Records from a dataset
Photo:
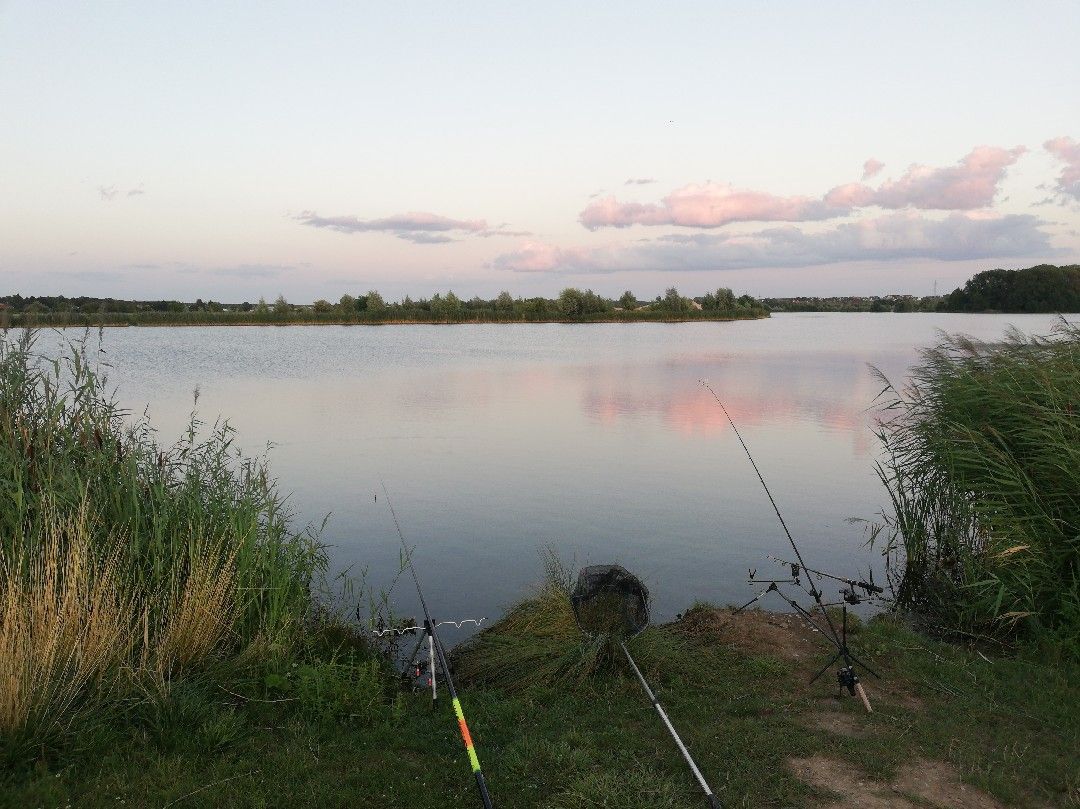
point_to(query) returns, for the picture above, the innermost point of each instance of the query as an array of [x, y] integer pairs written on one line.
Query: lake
[[597, 441]]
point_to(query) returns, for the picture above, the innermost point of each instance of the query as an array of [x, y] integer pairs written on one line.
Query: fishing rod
[[610, 601], [868, 587], [846, 675], [437, 645], [415, 666]]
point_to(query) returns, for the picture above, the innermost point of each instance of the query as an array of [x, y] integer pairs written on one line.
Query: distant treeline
[[856, 304], [1044, 288], [1041, 288], [571, 306]]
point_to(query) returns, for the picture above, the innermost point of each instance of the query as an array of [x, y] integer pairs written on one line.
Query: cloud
[[253, 270], [894, 237], [709, 205], [1066, 150], [501, 230], [970, 184], [422, 237], [416, 226]]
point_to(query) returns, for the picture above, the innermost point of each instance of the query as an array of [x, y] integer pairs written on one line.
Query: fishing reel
[[848, 678]]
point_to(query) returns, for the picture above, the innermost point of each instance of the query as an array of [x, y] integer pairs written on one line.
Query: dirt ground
[[919, 783]]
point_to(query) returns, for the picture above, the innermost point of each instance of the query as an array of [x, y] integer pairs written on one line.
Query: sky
[[231, 150]]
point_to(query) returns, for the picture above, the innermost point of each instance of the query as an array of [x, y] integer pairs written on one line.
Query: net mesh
[[610, 599]]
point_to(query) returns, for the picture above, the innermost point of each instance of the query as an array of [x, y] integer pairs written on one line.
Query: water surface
[[496, 441]]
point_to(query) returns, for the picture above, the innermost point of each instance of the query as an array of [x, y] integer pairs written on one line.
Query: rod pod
[[441, 652], [713, 803]]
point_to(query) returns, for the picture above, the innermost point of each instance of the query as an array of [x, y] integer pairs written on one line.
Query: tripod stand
[[846, 675], [416, 668]]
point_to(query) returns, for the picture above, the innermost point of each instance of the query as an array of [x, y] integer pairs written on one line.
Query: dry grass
[[198, 616], [65, 625]]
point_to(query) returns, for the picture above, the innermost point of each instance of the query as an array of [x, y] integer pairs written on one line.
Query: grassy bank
[[983, 468], [129, 567], [949, 728], [160, 646]]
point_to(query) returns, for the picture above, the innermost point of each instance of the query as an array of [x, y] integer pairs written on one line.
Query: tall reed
[[983, 470], [65, 625], [124, 561]]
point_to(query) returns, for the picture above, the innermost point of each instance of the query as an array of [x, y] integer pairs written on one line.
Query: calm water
[[596, 440]]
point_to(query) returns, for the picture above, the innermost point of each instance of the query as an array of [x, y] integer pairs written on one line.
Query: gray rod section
[[671, 729]]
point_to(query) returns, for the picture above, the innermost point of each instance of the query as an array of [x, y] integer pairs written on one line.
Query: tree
[[674, 302], [570, 302], [375, 302]]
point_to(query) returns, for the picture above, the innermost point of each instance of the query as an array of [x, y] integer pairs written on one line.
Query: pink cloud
[[544, 257], [709, 205], [894, 237], [971, 184], [413, 221], [1066, 150]]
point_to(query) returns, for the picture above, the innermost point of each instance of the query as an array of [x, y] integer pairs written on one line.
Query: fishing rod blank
[[671, 729], [430, 628], [610, 599]]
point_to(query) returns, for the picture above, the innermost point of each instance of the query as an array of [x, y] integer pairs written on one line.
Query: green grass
[[126, 565], [983, 468], [1010, 727]]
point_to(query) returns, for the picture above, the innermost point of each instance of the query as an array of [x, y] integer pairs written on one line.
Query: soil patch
[[918, 784], [757, 632]]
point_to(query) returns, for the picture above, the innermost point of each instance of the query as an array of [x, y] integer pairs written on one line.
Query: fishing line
[[846, 675], [433, 634], [610, 601]]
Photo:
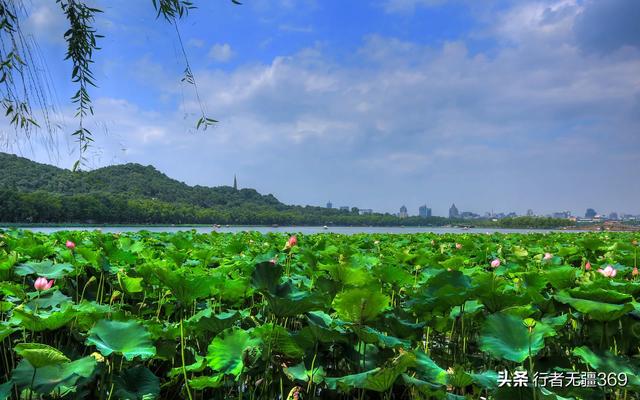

_PROBLEM STATEMENT_. Return every line of the data above that contains the string "fishing". Matching is case-sensitive.

_ANSWER TO THIS TASK_.
Query: fishing rod
Query: fishing reel
Query: fishing rod blank
Query: fishing line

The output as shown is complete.